- [Your assignment]:
Reproduce the data word for word, beginning with its first line and ending after the line that contains "rough mask: <svg", with both of those lines included. Leave out the picture.

- [Material provided]:
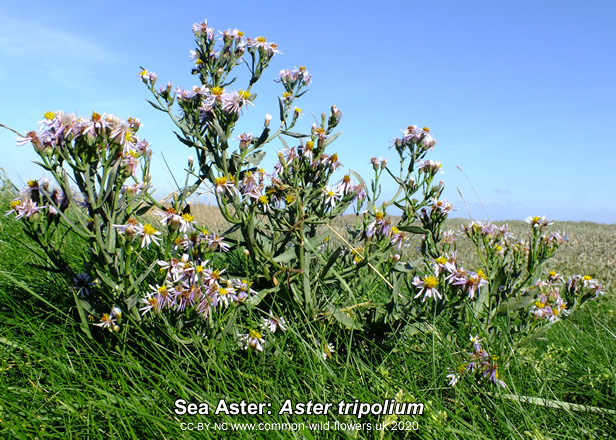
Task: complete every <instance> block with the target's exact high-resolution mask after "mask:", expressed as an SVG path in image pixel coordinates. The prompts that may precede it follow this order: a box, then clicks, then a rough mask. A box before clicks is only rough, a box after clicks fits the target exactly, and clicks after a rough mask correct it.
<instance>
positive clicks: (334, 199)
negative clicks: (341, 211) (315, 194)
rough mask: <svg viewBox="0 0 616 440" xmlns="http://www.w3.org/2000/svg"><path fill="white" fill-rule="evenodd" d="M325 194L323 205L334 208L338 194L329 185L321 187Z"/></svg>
mask: <svg viewBox="0 0 616 440" xmlns="http://www.w3.org/2000/svg"><path fill="white" fill-rule="evenodd" d="M323 194H324V195H325V205H326V206H329V207H330V208H332V209H333V208H335V207H336V204H337V203H338V202H339V201H340V194H339V193H337V192H335V191H333V190H332V189H331V188H330V187H329V186H327V187H326V188H324V189H323Z"/></svg>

- [Answer to this task]:
Task: complete every <instance> block with the target's exact high-resolution mask after "mask:", expressed as an SVG path in image pixel coordinates. The prompts that may precede it follow this order: a box, then clicks, then a rough mask. A box before clicks is only rough, a box after clicks fits the target exactly, and clicks after a rough mask correct it.
<instance>
positive clicks: (334, 199)
negative clicks: (341, 211) (315, 194)
rough mask: <svg viewBox="0 0 616 440" xmlns="http://www.w3.org/2000/svg"><path fill="white" fill-rule="evenodd" d="M325 194L323 205L334 208L338 194L329 185L321 187Z"/></svg>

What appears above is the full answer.